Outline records
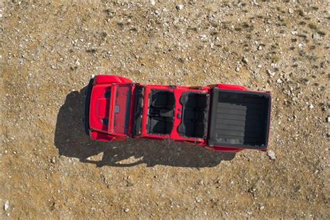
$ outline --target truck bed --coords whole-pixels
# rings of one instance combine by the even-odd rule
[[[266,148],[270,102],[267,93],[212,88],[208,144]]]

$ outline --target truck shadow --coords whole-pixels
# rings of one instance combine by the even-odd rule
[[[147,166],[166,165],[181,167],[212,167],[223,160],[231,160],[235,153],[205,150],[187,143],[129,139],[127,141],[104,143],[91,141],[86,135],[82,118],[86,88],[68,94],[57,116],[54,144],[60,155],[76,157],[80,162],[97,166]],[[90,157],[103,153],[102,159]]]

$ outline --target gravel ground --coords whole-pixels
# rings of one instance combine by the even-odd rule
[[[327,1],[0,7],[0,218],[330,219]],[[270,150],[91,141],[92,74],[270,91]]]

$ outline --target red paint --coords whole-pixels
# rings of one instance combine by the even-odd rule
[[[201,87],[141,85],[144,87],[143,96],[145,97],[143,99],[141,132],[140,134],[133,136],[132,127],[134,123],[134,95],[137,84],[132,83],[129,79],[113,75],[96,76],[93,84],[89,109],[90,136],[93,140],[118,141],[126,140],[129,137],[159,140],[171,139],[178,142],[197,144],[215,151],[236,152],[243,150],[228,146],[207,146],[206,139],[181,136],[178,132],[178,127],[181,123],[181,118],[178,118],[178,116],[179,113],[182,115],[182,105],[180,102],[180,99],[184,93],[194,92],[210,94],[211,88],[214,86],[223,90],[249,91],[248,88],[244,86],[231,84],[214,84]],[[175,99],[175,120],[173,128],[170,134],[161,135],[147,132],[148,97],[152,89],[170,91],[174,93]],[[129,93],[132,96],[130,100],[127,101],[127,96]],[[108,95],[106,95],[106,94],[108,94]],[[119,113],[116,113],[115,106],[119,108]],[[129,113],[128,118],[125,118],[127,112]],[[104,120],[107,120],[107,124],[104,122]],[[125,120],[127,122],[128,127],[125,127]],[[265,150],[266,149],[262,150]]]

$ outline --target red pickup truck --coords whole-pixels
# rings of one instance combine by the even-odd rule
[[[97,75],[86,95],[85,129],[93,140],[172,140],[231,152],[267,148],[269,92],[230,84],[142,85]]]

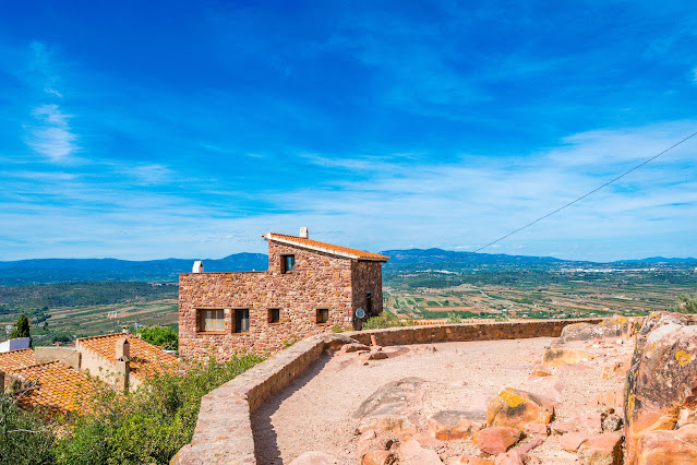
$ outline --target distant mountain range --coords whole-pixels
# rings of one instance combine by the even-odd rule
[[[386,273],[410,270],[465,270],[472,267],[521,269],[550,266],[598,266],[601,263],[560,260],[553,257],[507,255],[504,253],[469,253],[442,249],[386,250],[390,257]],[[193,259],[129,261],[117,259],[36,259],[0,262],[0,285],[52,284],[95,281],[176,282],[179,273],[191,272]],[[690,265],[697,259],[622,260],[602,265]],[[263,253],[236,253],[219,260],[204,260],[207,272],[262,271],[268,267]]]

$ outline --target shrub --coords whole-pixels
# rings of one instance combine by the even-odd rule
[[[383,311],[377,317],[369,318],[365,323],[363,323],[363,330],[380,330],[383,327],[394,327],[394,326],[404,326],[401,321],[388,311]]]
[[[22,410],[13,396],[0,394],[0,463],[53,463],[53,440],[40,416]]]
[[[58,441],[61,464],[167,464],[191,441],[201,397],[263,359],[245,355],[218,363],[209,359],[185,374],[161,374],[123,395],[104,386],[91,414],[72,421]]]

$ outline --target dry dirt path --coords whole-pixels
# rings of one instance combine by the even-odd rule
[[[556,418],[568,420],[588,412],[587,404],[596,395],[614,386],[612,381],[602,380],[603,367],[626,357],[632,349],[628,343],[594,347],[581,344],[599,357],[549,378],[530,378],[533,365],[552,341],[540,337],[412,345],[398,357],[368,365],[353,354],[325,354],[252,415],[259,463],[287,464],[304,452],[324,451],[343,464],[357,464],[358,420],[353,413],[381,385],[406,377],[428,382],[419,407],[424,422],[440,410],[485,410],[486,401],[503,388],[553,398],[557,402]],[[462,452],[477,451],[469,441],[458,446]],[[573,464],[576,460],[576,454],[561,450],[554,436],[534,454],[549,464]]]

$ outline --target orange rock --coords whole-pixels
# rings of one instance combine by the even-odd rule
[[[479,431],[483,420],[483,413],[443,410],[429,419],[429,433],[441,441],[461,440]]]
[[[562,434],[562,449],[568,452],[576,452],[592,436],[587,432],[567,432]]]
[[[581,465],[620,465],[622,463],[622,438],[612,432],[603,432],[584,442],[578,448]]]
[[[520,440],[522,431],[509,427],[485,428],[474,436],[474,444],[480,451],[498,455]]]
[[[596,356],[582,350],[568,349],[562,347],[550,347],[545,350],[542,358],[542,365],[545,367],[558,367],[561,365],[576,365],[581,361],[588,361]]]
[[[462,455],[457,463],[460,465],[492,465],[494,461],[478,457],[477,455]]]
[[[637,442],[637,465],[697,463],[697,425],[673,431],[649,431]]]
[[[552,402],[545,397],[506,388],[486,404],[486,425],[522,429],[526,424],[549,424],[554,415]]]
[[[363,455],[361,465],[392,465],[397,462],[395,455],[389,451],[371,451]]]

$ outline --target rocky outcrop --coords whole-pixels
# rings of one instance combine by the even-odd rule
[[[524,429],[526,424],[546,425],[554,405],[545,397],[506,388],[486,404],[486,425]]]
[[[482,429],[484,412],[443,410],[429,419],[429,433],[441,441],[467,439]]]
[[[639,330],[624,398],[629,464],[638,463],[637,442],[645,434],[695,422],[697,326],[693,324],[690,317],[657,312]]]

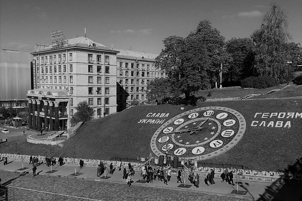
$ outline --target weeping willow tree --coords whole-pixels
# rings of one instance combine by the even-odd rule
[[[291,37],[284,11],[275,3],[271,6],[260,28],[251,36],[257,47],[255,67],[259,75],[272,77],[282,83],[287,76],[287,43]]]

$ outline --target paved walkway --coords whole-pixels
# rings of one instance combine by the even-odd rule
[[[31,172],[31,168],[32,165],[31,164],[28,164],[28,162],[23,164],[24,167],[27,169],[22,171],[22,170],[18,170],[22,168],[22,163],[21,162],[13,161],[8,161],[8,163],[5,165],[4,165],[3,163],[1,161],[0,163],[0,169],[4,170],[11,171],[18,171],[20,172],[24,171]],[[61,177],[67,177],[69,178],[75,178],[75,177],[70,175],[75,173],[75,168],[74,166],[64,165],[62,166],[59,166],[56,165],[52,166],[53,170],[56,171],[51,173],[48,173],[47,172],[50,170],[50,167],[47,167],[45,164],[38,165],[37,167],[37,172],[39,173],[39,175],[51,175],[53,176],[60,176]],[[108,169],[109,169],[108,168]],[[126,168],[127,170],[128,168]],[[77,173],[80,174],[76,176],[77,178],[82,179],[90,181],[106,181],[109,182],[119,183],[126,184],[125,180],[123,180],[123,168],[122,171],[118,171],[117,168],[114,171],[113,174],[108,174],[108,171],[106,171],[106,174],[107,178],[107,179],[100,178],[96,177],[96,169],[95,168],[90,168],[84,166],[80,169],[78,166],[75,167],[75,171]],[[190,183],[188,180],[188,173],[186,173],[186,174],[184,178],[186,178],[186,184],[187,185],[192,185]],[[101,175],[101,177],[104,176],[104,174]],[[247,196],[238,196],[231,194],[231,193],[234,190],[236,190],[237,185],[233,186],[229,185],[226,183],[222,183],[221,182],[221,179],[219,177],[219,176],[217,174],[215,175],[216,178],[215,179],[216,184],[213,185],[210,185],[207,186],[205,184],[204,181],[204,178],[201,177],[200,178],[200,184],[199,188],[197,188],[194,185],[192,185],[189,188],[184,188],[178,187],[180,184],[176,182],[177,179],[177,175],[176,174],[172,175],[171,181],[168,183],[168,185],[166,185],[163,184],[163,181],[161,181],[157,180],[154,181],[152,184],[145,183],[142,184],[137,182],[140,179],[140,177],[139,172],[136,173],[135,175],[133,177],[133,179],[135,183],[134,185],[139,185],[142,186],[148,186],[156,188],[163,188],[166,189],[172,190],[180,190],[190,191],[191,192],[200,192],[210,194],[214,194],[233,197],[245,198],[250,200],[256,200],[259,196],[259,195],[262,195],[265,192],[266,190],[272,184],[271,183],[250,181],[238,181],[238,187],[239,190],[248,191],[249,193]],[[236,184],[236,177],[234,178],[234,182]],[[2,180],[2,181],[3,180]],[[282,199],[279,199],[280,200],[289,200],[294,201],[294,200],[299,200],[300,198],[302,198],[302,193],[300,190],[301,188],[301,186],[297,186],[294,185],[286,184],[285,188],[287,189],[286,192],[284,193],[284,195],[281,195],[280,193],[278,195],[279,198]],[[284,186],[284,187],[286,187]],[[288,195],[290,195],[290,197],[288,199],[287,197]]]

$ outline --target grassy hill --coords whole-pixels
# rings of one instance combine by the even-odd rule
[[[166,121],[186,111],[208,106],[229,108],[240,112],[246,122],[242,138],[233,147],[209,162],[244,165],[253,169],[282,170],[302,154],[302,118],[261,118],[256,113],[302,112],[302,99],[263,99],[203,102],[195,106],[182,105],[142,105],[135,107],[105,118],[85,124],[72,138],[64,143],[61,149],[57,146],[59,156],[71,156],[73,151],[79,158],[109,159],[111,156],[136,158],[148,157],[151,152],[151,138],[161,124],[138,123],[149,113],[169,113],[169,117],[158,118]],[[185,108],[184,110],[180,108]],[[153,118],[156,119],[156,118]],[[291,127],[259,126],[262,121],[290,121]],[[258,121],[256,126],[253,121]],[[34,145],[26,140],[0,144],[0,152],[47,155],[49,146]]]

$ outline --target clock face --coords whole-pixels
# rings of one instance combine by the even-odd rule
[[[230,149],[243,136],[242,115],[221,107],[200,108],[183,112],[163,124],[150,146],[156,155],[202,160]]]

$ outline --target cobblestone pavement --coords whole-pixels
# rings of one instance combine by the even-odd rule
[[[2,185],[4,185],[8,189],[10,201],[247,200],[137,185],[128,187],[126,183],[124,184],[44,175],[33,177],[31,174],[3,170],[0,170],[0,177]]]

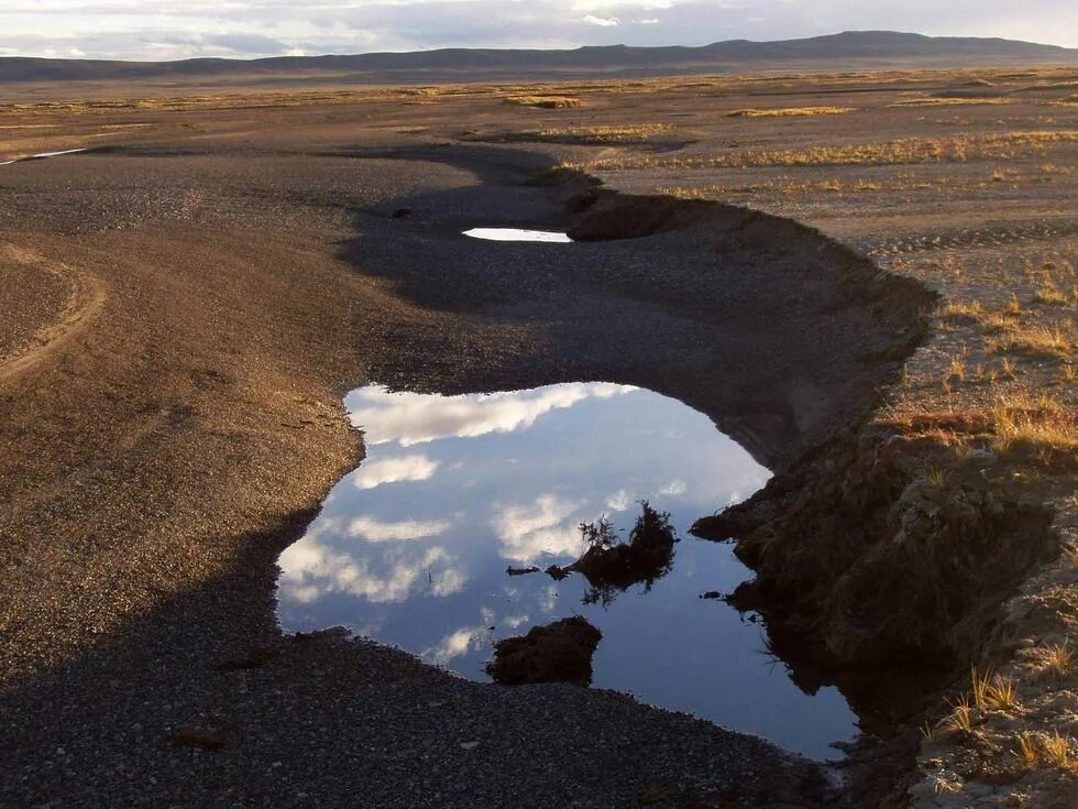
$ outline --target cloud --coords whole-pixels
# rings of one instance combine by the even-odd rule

(Written task): Reproduce the lines verbatim from the start of the records through the line containing "[[[266,148],[270,102],[267,93],[212,88],[208,144]]]", both ends included. Leave the pictures out of the answer.

(Solution for this task):
$ outline --target truck bed --coords whole-pixels
# rings of one instance combine by the even-odd rule
[[[266,148],[270,102],[267,93],[212,88],[208,144]]]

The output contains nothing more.